:: EJERCICIO BREVE A ::
En el extracto sobre Juan el Bautista, ¿quién comenta que primero suena la voz para que después se pueda oír la palabra?

Testigo de la luz

Juan el Bautista “venía como testigo, para dar testimonio de la luz, para que todos creyeran por medio de él” (Jn 1,7). Juan niega su propia importancia: “No era él la luz, sino testigo de la luz” (Jn 1,8). Debemos aprender de su espíritu de abnegación, renunciando al propio protagonismo para dejar espacio al Señor que quiere venir a nuestras vidas.

 

Él no es el Mesías, ni tampoco el profeta Elías, ni el profeta semejante a Moisés anunciado en el Deuteronomio. Se define a sí mismo comola voz que grita en el desierto: ‘Allanad el camino del Señor’ ” (Jn 1,23). San Gregorio Magno comenta que “por nuestro mismo lenguaje sabemos que primero suena la voz para que después se pueda oír la palabra; mas San Juan asegura que él es la voz que precede a la palabra y que por su mediación el Verbo del Padre es oído por los hombres”.

:: Filas de identificación de posiciones ::
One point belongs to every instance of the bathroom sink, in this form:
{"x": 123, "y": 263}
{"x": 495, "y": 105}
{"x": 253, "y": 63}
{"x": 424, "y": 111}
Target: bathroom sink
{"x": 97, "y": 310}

:: EJERCICIO BREVE B ::
Presenta todas las líneas de las filas de identificación de posiciones como una tabla Markdown con las columnas «Número» y «Línea», sin incluir las líneas en blanco.

:: RESULTADO A ::
San Gregorio Magno.

:: RESULTADO B ::
| Número | Línea |
|---|---|
| 1 | One point belongs to every instance of the bathroom sink, in this form: |
| 2 | {"x": 123, "y": 263} |
| 3 | {"x": 495, "y": 105} |
| 4 | {"x": 253, "y": 63} |
| 5 | {"x": 424, "y": 111} |
| 6 | Target: bathroom sink |
| 7 | {"x": 97, "y": 310} |